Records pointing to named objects

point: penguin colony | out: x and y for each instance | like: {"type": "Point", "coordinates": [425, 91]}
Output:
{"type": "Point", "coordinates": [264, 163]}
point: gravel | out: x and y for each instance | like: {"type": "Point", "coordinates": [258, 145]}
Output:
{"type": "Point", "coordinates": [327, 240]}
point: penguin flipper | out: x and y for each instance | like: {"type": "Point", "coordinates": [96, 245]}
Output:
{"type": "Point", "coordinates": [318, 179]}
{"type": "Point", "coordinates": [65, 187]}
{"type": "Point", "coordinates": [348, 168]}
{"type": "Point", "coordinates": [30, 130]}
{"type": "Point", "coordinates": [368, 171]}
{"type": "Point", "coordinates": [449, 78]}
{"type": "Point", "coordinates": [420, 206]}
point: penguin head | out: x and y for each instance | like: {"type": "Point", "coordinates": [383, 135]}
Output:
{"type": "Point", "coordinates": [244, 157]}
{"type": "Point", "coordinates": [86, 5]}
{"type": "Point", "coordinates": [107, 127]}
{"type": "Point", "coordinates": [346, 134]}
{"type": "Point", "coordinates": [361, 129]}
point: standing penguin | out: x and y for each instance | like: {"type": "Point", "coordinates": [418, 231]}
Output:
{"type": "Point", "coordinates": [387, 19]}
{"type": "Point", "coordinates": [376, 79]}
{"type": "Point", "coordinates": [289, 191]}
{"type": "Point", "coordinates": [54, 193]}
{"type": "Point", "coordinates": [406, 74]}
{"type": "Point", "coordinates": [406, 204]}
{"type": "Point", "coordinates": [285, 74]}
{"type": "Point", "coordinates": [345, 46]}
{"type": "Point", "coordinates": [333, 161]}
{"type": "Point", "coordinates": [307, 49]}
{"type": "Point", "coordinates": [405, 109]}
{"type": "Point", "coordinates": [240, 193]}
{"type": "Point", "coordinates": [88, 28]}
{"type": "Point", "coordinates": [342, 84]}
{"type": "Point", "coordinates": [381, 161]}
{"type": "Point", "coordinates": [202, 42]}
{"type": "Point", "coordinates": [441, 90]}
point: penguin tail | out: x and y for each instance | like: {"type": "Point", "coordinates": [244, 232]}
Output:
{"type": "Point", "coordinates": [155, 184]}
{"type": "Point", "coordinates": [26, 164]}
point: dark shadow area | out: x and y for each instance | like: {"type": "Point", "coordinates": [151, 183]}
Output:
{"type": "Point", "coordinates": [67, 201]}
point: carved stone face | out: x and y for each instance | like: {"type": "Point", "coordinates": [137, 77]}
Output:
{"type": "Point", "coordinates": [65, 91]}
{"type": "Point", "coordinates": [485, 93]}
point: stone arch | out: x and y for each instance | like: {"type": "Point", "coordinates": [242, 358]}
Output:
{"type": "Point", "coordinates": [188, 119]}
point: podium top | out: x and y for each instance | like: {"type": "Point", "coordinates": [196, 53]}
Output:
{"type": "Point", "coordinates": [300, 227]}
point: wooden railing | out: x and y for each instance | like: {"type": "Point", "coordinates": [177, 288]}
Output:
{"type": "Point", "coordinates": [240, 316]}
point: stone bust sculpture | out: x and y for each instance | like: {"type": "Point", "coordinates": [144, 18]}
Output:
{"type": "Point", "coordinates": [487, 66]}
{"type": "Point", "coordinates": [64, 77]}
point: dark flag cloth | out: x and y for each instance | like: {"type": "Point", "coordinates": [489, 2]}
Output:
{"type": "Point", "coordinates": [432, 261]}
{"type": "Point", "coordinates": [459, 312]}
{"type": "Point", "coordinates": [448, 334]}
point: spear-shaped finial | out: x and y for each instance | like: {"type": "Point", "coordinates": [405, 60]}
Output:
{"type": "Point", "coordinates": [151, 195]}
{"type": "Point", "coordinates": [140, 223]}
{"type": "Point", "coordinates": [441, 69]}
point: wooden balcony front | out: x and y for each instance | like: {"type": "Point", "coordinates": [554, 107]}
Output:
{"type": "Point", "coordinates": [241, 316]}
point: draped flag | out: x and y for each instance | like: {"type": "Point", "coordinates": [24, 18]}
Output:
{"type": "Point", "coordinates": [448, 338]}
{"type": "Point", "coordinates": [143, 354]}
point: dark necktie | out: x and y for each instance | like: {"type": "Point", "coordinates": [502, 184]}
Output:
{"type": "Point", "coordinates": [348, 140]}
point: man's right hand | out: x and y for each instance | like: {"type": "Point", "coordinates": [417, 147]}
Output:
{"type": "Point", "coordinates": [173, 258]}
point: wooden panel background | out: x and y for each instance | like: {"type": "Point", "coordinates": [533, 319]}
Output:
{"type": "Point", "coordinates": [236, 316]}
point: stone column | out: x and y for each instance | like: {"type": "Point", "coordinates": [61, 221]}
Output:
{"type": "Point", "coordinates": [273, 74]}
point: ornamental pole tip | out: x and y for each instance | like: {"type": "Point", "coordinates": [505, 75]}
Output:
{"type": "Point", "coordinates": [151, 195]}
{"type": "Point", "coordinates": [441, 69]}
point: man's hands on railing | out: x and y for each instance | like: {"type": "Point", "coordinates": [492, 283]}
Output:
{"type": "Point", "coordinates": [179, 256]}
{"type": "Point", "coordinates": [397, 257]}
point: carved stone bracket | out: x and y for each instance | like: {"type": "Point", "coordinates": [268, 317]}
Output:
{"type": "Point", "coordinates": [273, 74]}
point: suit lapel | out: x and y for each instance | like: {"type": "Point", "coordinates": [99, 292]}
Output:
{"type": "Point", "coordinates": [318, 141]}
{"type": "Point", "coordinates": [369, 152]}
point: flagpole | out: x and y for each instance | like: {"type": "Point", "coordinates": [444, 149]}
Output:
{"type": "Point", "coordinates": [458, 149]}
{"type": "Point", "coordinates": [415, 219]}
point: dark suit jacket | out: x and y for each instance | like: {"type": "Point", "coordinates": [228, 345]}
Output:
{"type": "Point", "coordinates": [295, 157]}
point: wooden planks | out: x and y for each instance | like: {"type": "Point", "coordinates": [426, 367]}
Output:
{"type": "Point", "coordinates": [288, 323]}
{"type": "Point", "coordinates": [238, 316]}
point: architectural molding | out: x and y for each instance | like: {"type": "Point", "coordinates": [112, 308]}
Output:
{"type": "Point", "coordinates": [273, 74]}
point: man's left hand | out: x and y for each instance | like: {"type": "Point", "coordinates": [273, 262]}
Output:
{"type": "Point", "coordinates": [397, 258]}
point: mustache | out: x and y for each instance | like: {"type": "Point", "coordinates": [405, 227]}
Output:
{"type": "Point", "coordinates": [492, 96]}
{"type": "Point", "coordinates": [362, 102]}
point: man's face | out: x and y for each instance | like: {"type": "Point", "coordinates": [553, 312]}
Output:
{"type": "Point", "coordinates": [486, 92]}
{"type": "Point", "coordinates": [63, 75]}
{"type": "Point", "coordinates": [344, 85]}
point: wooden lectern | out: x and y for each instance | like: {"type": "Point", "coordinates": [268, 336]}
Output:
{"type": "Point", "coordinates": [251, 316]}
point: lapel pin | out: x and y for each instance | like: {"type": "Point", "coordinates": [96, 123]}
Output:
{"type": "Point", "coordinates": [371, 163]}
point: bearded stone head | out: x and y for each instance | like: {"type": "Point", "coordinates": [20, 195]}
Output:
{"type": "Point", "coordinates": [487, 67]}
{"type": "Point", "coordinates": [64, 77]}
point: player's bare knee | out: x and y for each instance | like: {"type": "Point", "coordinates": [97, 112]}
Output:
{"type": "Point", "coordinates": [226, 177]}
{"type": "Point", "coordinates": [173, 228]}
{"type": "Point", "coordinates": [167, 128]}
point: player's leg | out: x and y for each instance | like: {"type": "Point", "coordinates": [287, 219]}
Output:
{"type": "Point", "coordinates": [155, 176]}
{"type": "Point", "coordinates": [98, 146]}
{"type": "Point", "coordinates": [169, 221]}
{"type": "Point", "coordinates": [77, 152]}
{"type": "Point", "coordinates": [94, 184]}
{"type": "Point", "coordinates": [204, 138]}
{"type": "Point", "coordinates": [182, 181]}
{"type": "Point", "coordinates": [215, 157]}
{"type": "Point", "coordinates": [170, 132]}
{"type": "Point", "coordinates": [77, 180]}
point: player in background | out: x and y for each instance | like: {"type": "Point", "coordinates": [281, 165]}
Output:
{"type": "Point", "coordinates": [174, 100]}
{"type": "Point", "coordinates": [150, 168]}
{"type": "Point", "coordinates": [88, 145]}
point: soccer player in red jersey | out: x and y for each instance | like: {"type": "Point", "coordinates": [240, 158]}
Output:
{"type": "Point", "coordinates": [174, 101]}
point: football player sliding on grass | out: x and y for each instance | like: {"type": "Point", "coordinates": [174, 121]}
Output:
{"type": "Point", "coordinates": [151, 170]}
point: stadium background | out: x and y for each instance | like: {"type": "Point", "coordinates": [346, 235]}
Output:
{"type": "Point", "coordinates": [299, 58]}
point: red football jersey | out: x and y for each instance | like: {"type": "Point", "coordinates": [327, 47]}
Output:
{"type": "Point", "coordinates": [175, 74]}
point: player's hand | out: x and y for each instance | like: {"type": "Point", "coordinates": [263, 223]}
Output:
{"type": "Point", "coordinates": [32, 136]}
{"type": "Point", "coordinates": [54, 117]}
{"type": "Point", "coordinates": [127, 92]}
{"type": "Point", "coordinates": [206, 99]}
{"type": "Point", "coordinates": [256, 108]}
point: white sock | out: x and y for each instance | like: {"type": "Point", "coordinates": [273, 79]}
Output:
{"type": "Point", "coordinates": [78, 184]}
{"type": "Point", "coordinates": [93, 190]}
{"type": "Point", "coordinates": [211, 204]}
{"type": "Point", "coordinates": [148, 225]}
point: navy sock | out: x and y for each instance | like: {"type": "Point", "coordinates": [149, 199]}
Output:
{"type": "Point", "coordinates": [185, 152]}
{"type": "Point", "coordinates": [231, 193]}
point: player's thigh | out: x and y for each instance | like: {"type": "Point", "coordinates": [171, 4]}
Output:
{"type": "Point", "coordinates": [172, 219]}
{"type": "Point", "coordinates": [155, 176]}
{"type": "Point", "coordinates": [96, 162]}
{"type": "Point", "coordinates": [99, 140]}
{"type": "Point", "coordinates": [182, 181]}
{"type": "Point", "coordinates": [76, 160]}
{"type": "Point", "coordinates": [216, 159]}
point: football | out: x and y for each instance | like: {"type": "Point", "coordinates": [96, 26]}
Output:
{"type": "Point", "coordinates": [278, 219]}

_EXERCISE OBJECTIVE:_ Output the lines from the one containing "point: navy sock" through the end of the records, both ends included, copying them exactly as they appear.

_ANSWER TO THIS PROBLEM:_
point: navy sock | out: x and y for each instance | like: {"type": "Point", "coordinates": [149, 199]}
Output:
{"type": "Point", "coordinates": [185, 152]}
{"type": "Point", "coordinates": [231, 193]}
point: player's thigh | out: x and y for each instance | like: {"type": "Point", "coordinates": [171, 4]}
Output:
{"type": "Point", "coordinates": [172, 219]}
{"type": "Point", "coordinates": [155, 176]}
{"type": "Point", "coordinates": [96, 162]}
{"type": "Point", "coordinates": [99, 140]}
{"type": "Point", "coordinates": [182, 181]}
{"type": "Point", "coordinates": [76, 160]}
{"type": "Point", "coordinates": [216, 159]}
point: football | out: x and y for each instance | like: {"type": "Point", "coordinates": [96, 26]}
Output:
{"type": "Point", "coordinates": [278, 219]}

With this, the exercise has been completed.